● WORK TASK
Please set down, word for word, the stretch of the passage on North Korea's nuclear agreements from "North Korea twice" through "Free Beacon report.".

● GIVEN PASSAGE
Former US ambassador Bill Richardson told VOA he is concerned about no verification of what the North Koreans will do about missile technology in the DPRK, as well as no details given of nuclear reduction or the peace treaty and human rights.
North Korea twice before agreed to end its nuclear arms program but ended up misleading successive U.S. administrations about its plans and intentions while covertly developing an extensive nuclear arms infrastructure and missiles of increasing range.
The 1994 Agreed Framework during the administration of President Bill Clinton sought to limit North Korea’s nuclear programs but was used by Pyongyang to continue developing nuclear fuel and missiles.
Then in the early 2000s, Kim’s father, Kim Jong Il agreed to denuclearization of the Korean Peninsula at one point during six nation nuclear talks involving the United States, North Korea, China, Russia, Japan, and South Korea, according to a Washington Free Beacon report.
Both agreements however failed to limit the North Korean nuclear program, which proceeded apace with both plutonium and uranium production as well as longer-range and more capable missile systems.

● LISTED RECORDS
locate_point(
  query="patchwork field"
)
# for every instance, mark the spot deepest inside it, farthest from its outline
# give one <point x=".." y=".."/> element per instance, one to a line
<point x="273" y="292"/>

● ANSWER AREA
North Korea twice before agreed to end its nuclear arms program but ended up misleading successive U.S. administrations about its plans and intentions while covertly developing an extensive nuclear arms infrastructure and missiles of increasing range.
The 1994 Agreed Framework during the administration of President Bill Clinton sought to limit North Korea’s nuclear programs but was used by Pyongyang to continue developing nuclear fuel and missiles.
Then in the early 2000s, Kim’s father, Kim Jong Il agreed to denuclearization of the Korean Peninsula at one point during six nation nuclear talks involving the United States, North Korea, China, Russia, Japan, and South Korea, according to a Washington Free Beacon report.